▸ **Problème à résoudre**
Prolongez le récit adressé à la mère en reprenant immédiatement après sa dernière phrase.
::: Extrait du texte
1- rendre grâce II- bredouillements III- Absence IV-Présences V- Présence absolue VI- nombre du mouvement VII- terres et chemins VIII- grâces IX- de l'amour X- ne pas pleurer
A) Ce qui silencieusement se transmet B) La musique :
le chuchotis de l'être
être d'un instant, d'une musique être libre C) La vue paysages qui fuient D) Le toucher intimité des tissus qui se froissent frôlements du silence E) Le goût
du goût


avoir du goût

F) L'dodorat
XI-transmettre XII- de l'humilité XIII - de la pudeur XIV - écarter la violence XV de la gratitude XVI de la fidélité XVII - de la tolérance XVIII- de l'honnêteté XIX - de l'humour XX- de la tempérance

 

Bredouillements

 

Ces deux photos prises sans doute le même jour. Je suis ce bébé dans le landau et l'enfant que tient mon père est mon frère aîné. Un an tout juste nous sépare mais l'océan presque infini d'un non-dit qui se prolongera plus de quarante années.

J'étais comme on dit un accident. Quoi donc pu ainsi te pousser à me faire cet aveu, si longtemps après, qui dut bien un peu offenser ta retenue naturelle et qui ne pouvait rien changer à nos relations. C'est qu'on ne parlait pas de ces choses, ni ne le devait avec ses propres enfants !

Une information fausse, ou mal comprise, te fit croire n'être pas féconde pendant que tu allaitais - toi qui pourtant te targuait d'être éclairée … et te voici mère pour la seconde fois à 24 ans, deux ans à peine après ton mariage.

C'était l'époque où l'on se chauffait - mal - à l'aide de l'unique poêle à charbon de la maisonnée qu'on ravivait tôt en se levant ; où l'on se précipitait, dès l'ouverture à 6 heures, avant même que le jour ne songe seulement à se lever, les yeux encore envahis de rêves, chez l'épicier du quartier pour aller chercher le lait - le lait longue conservation stérilisé était alors inconnu du public ; où il fallait chauffer l'eau avec laquelle on allait se laver ou laver le linge - à la main bien sûr car les rares machines à laver était non seulement peu pratiques mais surtout hors de prix ; un linge d'autant plus imposant que n'existaient pas encore les couches papier pour les nouveaux-nés. Je t'imagine, t'affairant dans ce monde de couches qu'il fallait bouillir entre deux bébés braillants et exigeants … Je t'imagine épuisée en fin de journée

Je sais bien pourquoi tu gardas si longtemps pour toi ton petit secret pourtant bien anodin : il y eut quelques secondes, peut-être moins encore, à peine l'espace du soupir d'un ange, où tu aurais préféré que je ne fusse point ; un interstice de ton âme où tu ne m'auras pas désiré. Ceci tu ne te le seras jamais pardonné comme si cette anodine défaillance te condamnait à être mauvaise mère. Tu t'es crue une dette à mon égard ; je crains bien te l'avoir chèrement fait payer.
::::::
::: Contenu des données
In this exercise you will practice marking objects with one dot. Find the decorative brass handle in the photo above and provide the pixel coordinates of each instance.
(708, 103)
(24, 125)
::::::
▸ **Réponse rédigée**
Curieusement, lorsque tu m'appris ceci- je devais bien avoir une quarantaine d'années alors - lors de l'une de ces longues conversations que nous eûmes à chacune de mes visites, je réalisai que je ne m'étais jamais posé la question et t'en fus surtout profondément reconnaissant. Jamais, pas une seconde de mon existence, d'enfant comme d'adulte, je n'ai vu dans tes yeux autre chose qu'un amour infini et - pourquoi ne pas le dire ? - une incroyable fierté. Comment eussé-je pu souffrir de cette révélation ? Je n'ai eu toujours à mes côté que la quintessence de la présence.

Histoire de bonnes femmes pensai-je aussi bien un peu ! qui me rappela cette confidence de la mère d'une amie expliquant la naissance tardive de sa troisième fille par la culpabilité insupportable ressentie après une fausse couche. Cette femme, profondément croyante, qui n'aura pas supporté d'être actrice même involontaire d'un avortement, entreprit d'enfanter à nouveau espérant compenser une défaillance injuste … mais inexistante.

Je le sais, tu faisais partie de ces êtres totalement convaincus que les pensées, à l'instar des actes, recelaient puissance suffisante pour produire effet. Presque naïvement, tu craignis ma prime enfance durant - qui fut délicate - que cette pensée émise comme un soupir à la dérobée, n'en fût si peu que ce soit la cause. Est-ce pour cela que tu redoublas d'attention ou seulement à cause de mon caractère difficile et colérique qui exigea constamment de tempérer les réactions ?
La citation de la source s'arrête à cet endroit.